**SELECTED EXTRACT**
• • • • • • •

Re: Windows UTF8 system locale

From
Thomas Munro
Date:
On Sun, Dec 15, 2024 at 3:32 PM Noah Misch <noah@leadboat.com> wrote:
> For PostgreSQL, I expect the most obvious problems will arise for rolname and
> datname containing non-UTF8.  For example, pg_dumpall relies on
> appendShellString() to call pg_dump for arbitrary datname.  pg_dumpall would
> get "database ... does not exist".

Right, those catalogues have undefined encoding (the initial problem
my CLUSTER ENCODING proposal started trying to fix) and could even be
different for every row, and Windows wants all strings used in
non-wide environ, argv, file APIs, etc to be valid in the ACP (because
it converts them to UTF-16).  We would get away with it if UTF-8
weren't so picky, but come to think of it, so is SJIS, so maybe this
is not a new problem with $SUBJECT?

• • • • • • •

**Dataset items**
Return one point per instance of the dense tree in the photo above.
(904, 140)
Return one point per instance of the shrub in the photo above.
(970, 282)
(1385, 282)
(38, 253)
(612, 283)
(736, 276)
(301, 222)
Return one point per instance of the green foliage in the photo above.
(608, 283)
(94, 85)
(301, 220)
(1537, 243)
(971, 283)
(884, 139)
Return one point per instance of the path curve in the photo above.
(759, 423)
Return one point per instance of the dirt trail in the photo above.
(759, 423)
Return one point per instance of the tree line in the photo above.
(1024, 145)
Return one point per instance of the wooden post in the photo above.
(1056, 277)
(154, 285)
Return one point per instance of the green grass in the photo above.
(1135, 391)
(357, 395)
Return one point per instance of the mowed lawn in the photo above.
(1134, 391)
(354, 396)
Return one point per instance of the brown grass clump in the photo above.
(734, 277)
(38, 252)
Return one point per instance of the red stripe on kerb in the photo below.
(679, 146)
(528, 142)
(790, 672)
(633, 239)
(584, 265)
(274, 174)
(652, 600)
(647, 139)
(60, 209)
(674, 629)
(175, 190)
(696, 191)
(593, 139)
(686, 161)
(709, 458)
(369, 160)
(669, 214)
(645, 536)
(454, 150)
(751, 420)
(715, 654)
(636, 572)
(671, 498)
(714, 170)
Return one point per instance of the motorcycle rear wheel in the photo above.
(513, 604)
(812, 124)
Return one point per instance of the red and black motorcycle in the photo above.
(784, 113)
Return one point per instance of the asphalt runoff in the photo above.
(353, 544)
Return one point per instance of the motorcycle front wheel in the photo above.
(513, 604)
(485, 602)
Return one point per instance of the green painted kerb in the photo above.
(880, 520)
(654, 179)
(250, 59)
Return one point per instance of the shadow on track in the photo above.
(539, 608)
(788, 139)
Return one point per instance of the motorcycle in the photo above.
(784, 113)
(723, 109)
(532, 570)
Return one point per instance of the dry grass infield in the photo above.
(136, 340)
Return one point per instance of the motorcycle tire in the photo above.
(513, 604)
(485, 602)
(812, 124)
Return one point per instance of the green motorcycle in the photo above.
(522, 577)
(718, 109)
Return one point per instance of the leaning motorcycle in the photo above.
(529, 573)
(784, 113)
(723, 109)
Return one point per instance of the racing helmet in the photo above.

• • • • • • •

**WHAT IS REQUIRED**
Retype the passage of the Windows UTF-8 system locale message between "Right, those catalogues" and "problem with $SUBJECT?", inclusive.

**RESPONSE TO THE TASK**
Right, those catalogues have undefined encoding (the initial problem
my CLUSTER ENCODING proposal started trying to fix) and could even be
different for every row, and Windows wants all strings used in
non-wide environ, argv, file APIs, etc to be valid in the ACP (because
it converts them to UTF-16).  We would get away with it if UTF-8
weren't so picky, but come to think of it, so is SJIS, so maybe this
is not a new problem with $SUBJECT?